### Supplied records
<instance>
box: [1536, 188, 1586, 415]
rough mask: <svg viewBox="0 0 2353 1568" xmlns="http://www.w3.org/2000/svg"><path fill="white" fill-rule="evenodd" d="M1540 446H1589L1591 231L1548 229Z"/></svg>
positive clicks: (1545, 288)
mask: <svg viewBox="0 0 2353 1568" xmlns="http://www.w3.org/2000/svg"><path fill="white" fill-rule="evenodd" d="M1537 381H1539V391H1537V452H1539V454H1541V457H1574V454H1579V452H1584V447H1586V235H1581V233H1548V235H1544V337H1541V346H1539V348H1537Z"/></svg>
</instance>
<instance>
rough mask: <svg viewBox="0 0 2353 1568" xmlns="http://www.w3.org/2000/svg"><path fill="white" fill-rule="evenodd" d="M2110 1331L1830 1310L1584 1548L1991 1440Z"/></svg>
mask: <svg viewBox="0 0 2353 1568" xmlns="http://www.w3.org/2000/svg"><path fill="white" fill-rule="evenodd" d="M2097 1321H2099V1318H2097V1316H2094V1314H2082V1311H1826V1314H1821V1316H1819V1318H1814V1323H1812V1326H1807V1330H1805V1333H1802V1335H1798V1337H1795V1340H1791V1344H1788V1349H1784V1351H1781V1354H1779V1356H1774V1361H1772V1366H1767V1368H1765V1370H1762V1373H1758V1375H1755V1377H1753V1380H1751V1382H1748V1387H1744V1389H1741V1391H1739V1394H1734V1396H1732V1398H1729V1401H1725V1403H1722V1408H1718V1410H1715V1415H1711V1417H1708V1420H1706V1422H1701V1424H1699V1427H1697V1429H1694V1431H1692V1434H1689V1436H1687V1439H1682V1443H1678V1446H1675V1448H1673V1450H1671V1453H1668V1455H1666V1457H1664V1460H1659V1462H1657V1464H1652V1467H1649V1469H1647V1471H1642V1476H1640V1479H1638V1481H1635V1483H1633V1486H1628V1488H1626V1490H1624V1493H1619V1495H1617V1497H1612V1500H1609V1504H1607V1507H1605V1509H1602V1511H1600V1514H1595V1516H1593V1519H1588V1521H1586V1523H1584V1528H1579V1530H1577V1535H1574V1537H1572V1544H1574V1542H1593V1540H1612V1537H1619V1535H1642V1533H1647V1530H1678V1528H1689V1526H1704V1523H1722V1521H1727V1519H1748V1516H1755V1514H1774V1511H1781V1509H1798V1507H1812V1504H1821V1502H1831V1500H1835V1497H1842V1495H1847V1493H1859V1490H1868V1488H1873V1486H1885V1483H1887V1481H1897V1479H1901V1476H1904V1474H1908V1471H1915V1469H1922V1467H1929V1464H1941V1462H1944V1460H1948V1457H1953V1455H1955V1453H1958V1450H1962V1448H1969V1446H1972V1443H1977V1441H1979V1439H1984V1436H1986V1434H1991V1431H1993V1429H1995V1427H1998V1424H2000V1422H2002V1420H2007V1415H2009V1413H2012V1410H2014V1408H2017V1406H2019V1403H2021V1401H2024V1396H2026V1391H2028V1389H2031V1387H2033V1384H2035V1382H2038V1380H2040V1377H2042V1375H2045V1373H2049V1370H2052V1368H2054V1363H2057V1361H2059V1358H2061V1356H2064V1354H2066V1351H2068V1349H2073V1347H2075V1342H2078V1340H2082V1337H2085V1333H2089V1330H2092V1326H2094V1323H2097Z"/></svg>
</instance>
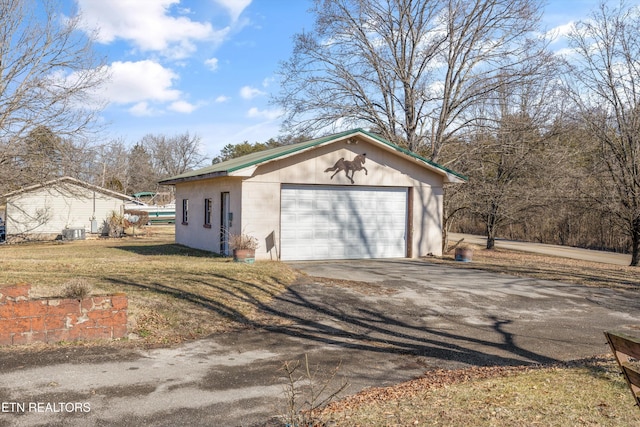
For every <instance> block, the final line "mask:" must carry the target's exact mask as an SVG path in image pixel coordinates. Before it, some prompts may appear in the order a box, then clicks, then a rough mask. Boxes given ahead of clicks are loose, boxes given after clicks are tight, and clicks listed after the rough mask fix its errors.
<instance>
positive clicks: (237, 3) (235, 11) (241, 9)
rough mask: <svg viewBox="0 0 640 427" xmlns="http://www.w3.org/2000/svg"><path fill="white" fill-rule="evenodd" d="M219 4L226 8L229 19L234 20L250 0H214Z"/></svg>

### Task description
All lines from the one containing "For every <instance>" through the end of the data, and no others, are to be given again word for word.

### Your response
For every <instance> block, the final line "mask:" must carry the target's exact mask as an SVG path in image pixel coordinates. Before it, some prompts may appear in the order a box, then clicks, then a rough mask. Boxes given ahead of clicks are loose, boxes given after clicks are tight, and clicks listed after the rough mask fix its errors.
<instance>
positive clicks: (237, 3) (235, 11) (241, 9)
rough mask: <svg viewBox="0 0 640 427" xmlns="http://www.w3.org/2000/svg"><path fill="white" fill-rule="evenodd" d="M219 4L226 8L229 19L234 20L250 0H214Z"/></svg>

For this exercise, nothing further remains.